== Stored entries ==
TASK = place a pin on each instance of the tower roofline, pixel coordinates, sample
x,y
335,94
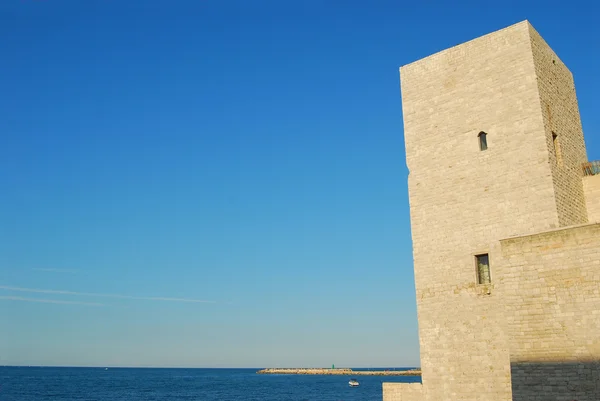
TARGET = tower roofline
x,y
513,26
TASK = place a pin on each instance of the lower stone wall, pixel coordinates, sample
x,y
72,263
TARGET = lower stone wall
x,y
551,289
403,392
549,381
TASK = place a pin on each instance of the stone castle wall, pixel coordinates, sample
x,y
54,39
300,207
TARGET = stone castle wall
x,y
550,287
561,118
465,201
591,188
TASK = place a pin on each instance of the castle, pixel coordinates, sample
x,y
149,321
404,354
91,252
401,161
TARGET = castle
x,y
505,220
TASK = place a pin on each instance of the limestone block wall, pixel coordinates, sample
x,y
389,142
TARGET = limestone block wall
x,y
403,392
551,289
463,200
591,189
564,135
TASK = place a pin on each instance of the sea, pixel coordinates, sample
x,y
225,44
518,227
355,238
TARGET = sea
x,y
137,384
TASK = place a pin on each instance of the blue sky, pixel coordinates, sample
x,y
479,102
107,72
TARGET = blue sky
x,y
158,154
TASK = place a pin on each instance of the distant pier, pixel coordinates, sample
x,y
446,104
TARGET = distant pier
x,y
343,371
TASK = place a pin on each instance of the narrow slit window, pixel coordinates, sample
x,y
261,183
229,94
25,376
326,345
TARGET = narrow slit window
x,y
482,140
557,153
483,269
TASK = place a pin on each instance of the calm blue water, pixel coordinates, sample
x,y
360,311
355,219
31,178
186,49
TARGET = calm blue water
x,y
97,384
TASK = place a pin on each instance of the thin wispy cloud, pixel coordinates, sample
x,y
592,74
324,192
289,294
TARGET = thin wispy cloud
x,y
91,294
41,269
48,301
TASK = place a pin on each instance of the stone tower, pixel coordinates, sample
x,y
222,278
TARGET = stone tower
x,y
494,147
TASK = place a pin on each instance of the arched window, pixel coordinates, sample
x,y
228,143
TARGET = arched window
x,y
482,140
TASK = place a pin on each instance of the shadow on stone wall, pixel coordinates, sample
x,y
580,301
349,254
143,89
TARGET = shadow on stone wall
x,y
556,381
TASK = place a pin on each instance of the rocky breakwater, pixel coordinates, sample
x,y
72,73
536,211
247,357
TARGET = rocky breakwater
x,y
342,371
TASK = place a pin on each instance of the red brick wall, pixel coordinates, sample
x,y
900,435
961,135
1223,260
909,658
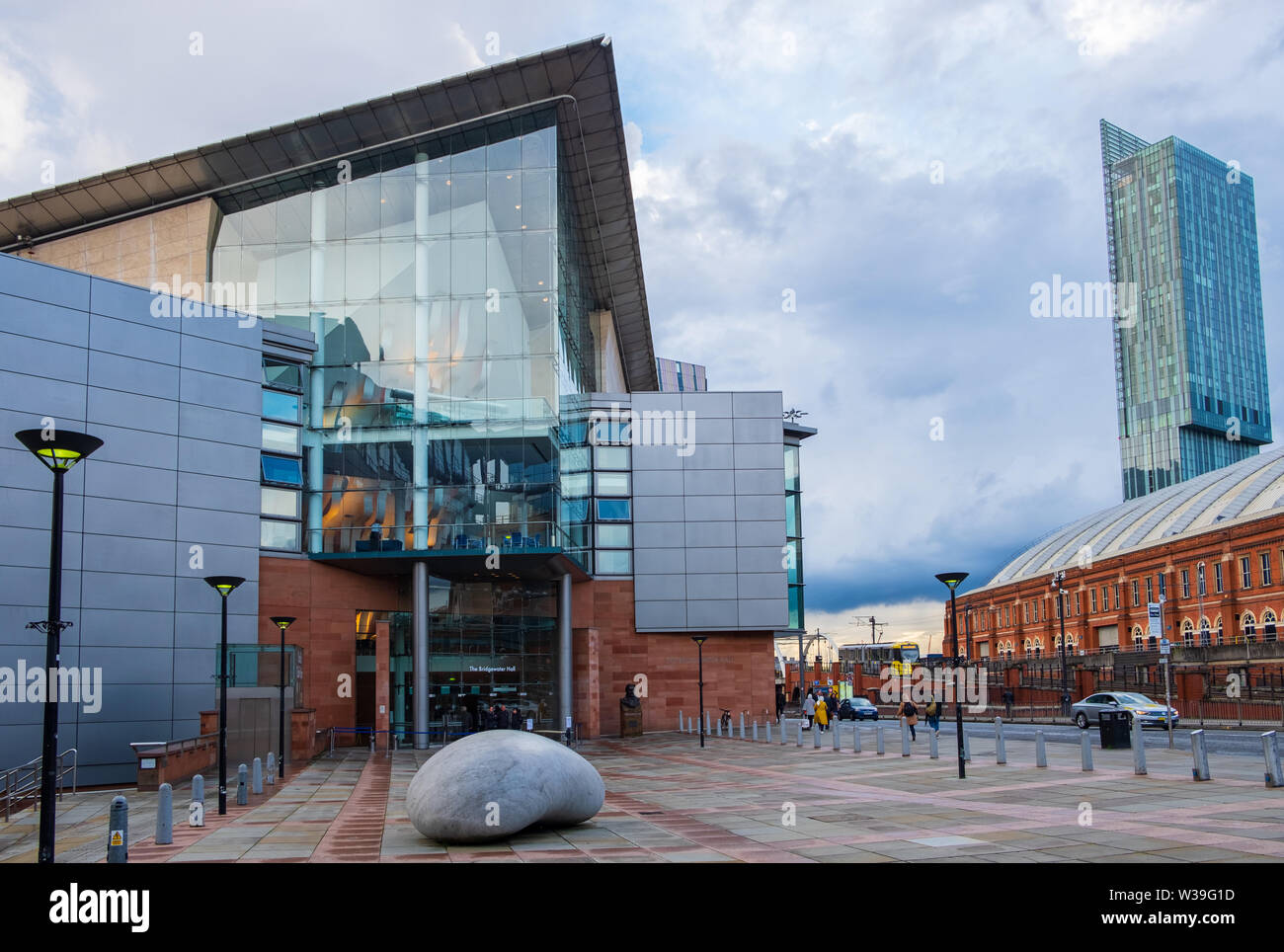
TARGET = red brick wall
x,y
740,668
324,601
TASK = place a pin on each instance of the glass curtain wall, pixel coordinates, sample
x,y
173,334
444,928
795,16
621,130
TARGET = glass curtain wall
x,y
444,283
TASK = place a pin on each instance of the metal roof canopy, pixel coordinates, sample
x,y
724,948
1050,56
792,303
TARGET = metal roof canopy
x,y
579,78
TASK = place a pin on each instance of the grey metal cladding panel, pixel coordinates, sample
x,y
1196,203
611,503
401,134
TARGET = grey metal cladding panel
x,y
720,560
127,445
42,358
707,483
658,535
204,629
240,360
759,455
41,397
146,377
217,459
119,408
765,558
146,593
706,404
140,484
709,534
655,561
762,613
711,586
710,509
192,593
761,481
659,614
115,553
213,527
766,532
227,393
656,483
37,318
129,518
221,425
722,613
221,493
759,430
656,458
27,278
759,404
140,342
711,457
658,509
660,588
756,509
116,627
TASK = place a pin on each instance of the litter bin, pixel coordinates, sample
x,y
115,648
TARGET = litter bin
x,y
1116,729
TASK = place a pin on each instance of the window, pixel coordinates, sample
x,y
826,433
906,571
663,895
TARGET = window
x,y
278,406
612,511
281,470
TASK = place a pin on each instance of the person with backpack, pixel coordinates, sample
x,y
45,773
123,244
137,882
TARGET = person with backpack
x,y
910,712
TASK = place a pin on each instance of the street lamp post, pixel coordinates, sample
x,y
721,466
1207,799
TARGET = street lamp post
x,y
281,621
953,580
1057,579
59,451
700,646
223,586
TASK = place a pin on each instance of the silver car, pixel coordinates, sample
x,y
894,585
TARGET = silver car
x,y
1141,707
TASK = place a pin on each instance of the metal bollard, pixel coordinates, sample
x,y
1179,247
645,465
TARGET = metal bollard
x,y
119,832
1138,749
1271,754
165,815
1199,754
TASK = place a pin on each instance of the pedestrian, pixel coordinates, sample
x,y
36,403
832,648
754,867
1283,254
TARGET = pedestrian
x,y
822,714
910,712
933,715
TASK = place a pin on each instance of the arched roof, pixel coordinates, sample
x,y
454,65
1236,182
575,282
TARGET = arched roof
x,y
1245,490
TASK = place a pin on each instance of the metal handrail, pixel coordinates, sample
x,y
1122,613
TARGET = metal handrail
x,y
22,783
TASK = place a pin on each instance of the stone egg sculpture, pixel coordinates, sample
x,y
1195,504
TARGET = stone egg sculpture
x,y
497,783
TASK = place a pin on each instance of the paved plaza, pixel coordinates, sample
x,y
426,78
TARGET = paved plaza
x,y
668,801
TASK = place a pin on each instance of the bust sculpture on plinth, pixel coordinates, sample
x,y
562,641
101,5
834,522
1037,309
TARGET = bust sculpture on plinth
x,y
630,714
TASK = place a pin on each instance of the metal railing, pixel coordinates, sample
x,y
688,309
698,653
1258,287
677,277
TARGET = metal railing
x,y
22,783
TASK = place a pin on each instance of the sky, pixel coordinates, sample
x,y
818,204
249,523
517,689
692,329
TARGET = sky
x,y
900,172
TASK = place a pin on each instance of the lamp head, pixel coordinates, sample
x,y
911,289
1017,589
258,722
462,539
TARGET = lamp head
x,y
223,584
58,449
951,579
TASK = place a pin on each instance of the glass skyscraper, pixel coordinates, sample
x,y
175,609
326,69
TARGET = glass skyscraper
x,y
1189,338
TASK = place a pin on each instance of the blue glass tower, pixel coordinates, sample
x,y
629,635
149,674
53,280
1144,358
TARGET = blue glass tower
x,y
1189,339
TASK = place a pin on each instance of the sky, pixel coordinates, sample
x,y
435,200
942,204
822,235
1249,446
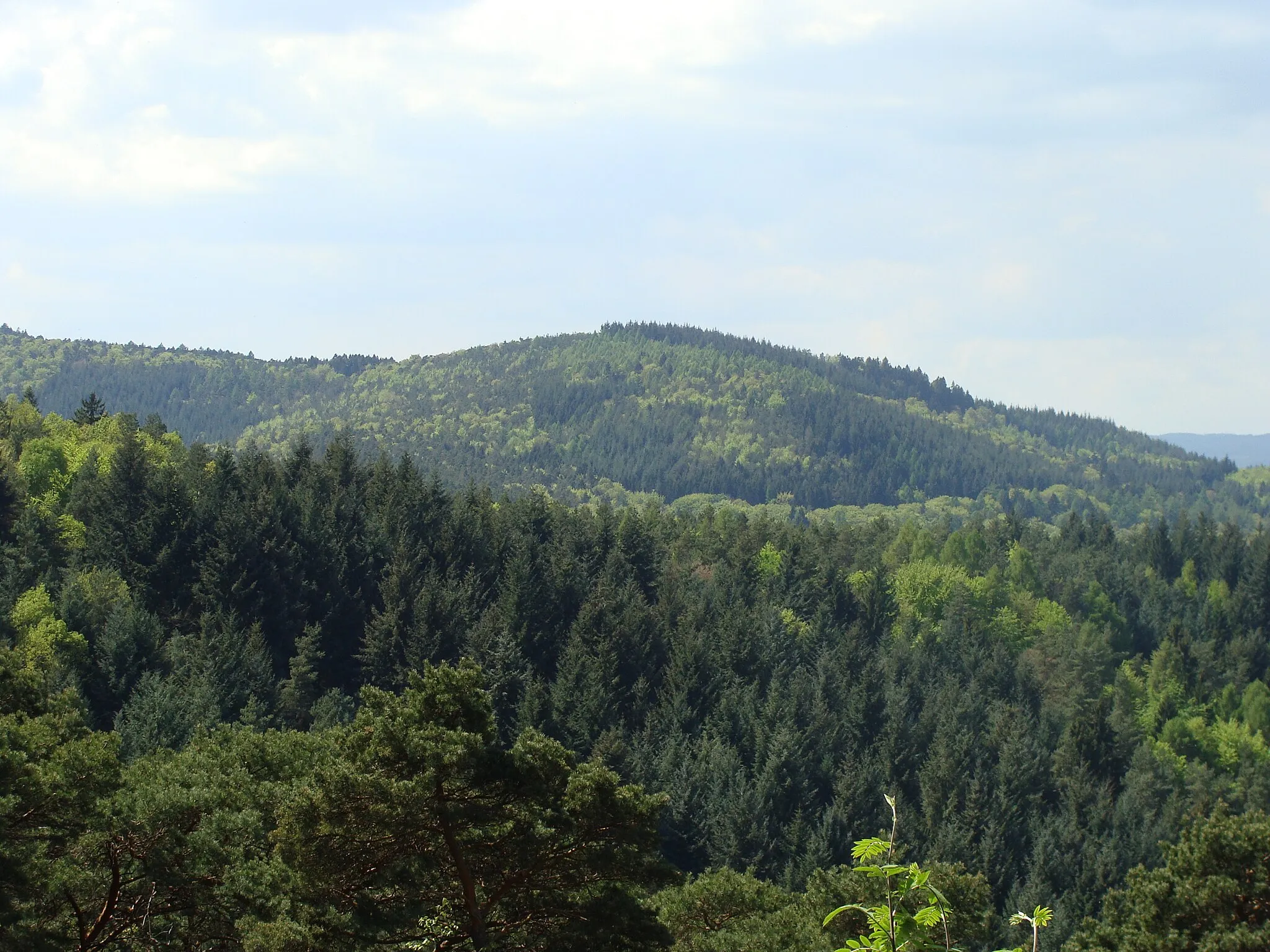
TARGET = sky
x,y
1053,203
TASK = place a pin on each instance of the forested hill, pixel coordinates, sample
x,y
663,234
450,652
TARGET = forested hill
x,y
653,409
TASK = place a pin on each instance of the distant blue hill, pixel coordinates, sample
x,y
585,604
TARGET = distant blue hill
x,y
1244,450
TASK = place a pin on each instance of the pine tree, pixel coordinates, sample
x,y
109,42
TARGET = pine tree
x,y
91,410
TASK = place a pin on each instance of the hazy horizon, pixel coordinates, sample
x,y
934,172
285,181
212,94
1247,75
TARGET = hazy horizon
x,y
1054,203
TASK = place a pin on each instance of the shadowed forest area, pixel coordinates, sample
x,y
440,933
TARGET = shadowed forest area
x,y
311,700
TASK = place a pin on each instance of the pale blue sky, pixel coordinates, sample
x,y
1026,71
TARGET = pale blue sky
x,y
1054,203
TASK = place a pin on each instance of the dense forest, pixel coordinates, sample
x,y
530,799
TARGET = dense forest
x,y
653,409
319,699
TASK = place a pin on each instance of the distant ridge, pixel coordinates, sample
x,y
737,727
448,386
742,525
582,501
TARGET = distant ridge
x,y
1244,450
666,410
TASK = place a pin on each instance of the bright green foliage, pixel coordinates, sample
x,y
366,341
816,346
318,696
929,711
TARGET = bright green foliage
x,y
1210,895
769,562
915,914
723,910
649,409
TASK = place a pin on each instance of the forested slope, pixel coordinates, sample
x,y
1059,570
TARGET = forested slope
x,y
1047,703
653,409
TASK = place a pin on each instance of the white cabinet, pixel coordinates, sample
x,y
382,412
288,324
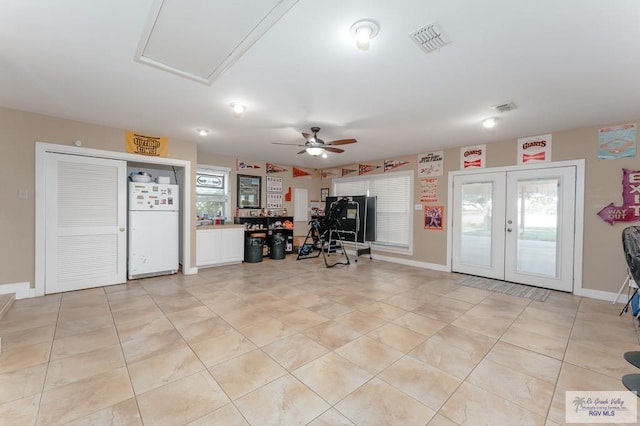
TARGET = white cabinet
x,y
219,246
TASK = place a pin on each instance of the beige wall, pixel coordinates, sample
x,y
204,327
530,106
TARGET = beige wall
x,y
20,131
603,263
604,267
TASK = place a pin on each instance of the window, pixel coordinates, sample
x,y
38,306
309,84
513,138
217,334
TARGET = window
x,y
393,204
212,192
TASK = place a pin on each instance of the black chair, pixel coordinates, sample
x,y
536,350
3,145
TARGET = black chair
x,y
631,247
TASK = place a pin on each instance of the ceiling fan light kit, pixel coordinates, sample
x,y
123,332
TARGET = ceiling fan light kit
x,y
314,151
315,146
363,31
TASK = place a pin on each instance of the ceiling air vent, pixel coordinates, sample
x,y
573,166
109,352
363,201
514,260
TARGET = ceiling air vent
x,y
429,38
508,106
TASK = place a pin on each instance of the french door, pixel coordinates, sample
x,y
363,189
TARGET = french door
x,y
85,238
516,226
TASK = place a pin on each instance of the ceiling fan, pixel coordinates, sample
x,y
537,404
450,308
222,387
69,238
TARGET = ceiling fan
x,y
315,146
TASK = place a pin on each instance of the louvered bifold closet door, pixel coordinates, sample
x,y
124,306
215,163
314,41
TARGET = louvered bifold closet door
x,y
85,222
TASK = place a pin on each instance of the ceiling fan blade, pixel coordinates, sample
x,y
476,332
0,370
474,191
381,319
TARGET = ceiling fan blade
x,y
342,142
284,143
336,150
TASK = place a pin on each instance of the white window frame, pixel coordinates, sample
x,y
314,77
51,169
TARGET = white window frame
x,y
203,168
391,248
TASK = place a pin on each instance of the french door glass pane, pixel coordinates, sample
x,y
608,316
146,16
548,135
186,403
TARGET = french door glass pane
x,y
537,230
476,220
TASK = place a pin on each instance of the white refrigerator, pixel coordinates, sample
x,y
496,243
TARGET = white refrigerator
x,y
153,230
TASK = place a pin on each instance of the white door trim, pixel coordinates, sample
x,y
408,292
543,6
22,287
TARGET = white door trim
x,y
42,148
579,212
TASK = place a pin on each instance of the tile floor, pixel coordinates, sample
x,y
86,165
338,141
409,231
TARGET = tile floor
x,y
291,342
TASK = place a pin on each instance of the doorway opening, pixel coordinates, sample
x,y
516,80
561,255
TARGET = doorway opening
x,y
521,225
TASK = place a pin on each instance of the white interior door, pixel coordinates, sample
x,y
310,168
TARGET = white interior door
x,y
516,226
540,216
85,238
478,224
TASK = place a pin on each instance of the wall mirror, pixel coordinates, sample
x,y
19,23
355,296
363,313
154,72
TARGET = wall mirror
x,y
249,192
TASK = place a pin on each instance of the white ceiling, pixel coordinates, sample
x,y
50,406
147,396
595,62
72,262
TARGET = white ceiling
x,y
565,64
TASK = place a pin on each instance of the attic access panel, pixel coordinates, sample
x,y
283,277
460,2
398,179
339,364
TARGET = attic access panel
x,y
200,39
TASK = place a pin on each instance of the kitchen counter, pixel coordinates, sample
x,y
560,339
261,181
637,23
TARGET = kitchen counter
x,y
225,226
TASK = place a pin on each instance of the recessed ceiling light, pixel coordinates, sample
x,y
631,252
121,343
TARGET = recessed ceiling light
x,y
238,109
363,31
489,123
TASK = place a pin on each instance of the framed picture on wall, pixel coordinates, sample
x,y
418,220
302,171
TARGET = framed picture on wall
x,y
249,192
324,193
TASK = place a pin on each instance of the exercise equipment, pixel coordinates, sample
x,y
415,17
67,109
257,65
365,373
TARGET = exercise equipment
x,y
324,237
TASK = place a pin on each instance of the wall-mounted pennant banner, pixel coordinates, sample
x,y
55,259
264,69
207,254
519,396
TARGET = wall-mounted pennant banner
x,y
473,157
430,164
300,173
393,164
154,146
241,165
629,211
366,168
617,142
274,168
534,149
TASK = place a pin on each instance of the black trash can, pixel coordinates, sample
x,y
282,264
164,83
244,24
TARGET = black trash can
x,y
253,248
276,248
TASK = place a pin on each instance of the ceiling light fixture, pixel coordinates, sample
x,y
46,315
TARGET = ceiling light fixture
x,y
238,109
314,151
363,31
489,123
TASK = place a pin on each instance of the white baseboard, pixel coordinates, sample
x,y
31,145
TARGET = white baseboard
x,y
189,271
21,290
602,295
408,262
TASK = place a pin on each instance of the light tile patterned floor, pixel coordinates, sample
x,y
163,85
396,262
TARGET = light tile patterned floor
x,y
291,342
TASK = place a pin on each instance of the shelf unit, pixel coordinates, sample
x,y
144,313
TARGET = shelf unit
x,y
268,224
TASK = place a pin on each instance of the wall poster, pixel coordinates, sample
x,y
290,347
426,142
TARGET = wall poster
x,y
629,211
534,149
433,218
430,164
274,201
617,142
274,184
473,157
428,190
154,146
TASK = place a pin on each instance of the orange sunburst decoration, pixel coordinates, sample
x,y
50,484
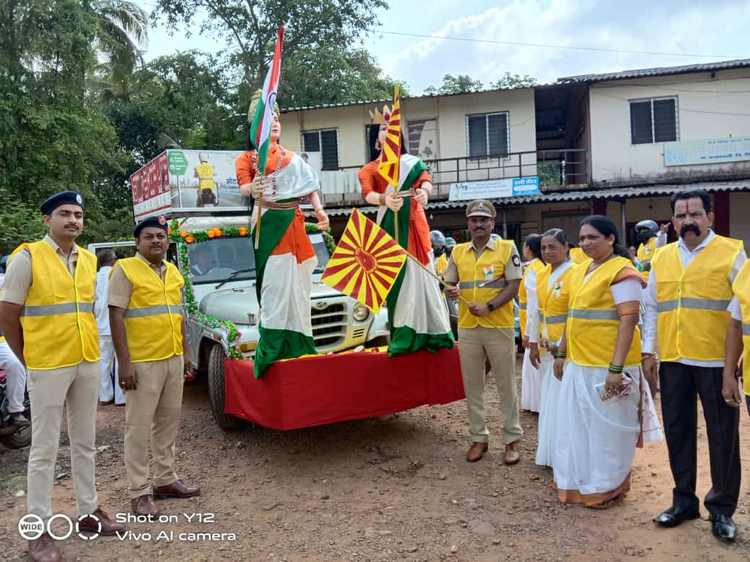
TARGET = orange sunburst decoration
x,y
390,160
365,263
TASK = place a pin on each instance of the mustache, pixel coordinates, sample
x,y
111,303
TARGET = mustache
x,y
690,228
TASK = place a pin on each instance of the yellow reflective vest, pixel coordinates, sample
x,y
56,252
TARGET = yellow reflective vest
x,y
441,262
593,321
205,173
553,303
153,319
481,280
536,265
741,288
692,316
57,319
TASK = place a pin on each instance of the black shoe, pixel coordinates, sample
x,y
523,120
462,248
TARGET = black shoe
x,y
723,527
674,516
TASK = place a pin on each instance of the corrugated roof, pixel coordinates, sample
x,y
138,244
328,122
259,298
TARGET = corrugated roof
x,y
579,195
661,71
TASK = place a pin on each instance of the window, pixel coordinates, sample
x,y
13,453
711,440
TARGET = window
x,y
326,142
488,134
653,120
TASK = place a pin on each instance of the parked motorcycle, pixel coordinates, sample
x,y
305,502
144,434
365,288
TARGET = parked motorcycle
x,y
12,436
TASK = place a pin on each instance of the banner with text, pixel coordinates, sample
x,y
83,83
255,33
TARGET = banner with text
x,y
494,189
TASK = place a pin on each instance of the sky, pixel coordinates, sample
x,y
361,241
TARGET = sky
x,y
546,39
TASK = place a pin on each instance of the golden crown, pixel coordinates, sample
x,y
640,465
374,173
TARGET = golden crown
x,y
380,117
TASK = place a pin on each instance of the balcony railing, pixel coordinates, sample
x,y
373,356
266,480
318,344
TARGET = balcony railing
x,y
557,169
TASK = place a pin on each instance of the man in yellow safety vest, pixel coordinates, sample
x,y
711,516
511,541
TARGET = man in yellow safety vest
x,y
47,315
148,332
685,323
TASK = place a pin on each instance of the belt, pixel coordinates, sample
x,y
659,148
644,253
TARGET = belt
x,y
285,205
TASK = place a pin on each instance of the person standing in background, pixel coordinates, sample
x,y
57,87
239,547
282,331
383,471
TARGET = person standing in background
x,y
531,379
109,380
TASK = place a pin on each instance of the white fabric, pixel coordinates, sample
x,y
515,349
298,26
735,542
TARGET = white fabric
x,y
531,385
294,180
101,310
627,290
15,378
734,309
532,305
109,373
532,312
595,440
548,411
285,303
421,305
650,342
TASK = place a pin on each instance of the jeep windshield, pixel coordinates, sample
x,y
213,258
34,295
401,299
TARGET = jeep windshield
x,y
215,260
222,259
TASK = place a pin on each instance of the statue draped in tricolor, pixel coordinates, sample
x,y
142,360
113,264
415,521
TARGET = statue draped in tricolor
x,y
400,185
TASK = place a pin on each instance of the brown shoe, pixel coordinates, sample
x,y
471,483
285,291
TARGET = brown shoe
x,y
176,489
100,522
476,451
512,456
44,549
144,505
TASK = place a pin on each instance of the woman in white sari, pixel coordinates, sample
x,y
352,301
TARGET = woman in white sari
x,y
602,395
531,377
548,313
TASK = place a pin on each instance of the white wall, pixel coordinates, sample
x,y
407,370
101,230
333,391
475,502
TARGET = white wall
x,y
450,111
699,98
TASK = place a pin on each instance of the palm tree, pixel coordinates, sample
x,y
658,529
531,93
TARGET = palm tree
x,y
121,39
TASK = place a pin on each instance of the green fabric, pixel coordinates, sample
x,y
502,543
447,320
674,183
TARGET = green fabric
x,y
406,340
273,226
275,344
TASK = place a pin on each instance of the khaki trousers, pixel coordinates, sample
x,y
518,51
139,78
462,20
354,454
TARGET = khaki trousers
x,y
76,388
498,345
152,414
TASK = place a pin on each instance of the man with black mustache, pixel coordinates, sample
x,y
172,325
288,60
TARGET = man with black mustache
x,y
685,322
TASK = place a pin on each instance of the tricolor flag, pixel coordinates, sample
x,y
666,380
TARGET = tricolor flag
x,y
391,155
366,262
260,130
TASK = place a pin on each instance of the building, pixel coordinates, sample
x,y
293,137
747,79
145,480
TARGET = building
x,y
619,143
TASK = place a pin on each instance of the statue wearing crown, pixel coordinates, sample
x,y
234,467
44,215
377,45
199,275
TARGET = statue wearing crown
x,y
400,185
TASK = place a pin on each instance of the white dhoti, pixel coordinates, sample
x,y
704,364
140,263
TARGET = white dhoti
x,y
595,440
550,396
531,385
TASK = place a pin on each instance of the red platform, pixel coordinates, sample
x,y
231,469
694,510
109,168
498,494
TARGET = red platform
x,y
319,390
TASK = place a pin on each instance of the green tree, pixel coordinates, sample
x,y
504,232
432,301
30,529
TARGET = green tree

== Aim of the exercise ==
Copy out, word for word, the lines of the records from the line containing "building, pixel coordinates, sample" through the end of the records.

== Final result ==
TASK = place a pin on each instance of the building, pixel coordinates, sample
x,y
293,137
747,79
145,480
TARGET = building
x,y
619,143
TASK = place a pin on each instance of the statue wearing crown, pixel coordinates, sample
x,y
234,467
44,215
377,45
199,275
TARGET = statue wearing crown
x,y
400,185
TASK = place a pin on each instance of the white dhoti, pixel coordinates, sample
x,y
704,364
140,263
TARGET = white dhoti
x,y
595,440
550,396
531,385
TASK = place a pin on each instance of the red platform, pixel coordinates, sample
x,y
231,469
694,510
109,168
498,494
TARGET = red platform
x,y
319,390
TASK = place a pin on each instance of the green tree, pixel coordinates, sample
x,y
504,232
432,301
30,529
TARGET = green tree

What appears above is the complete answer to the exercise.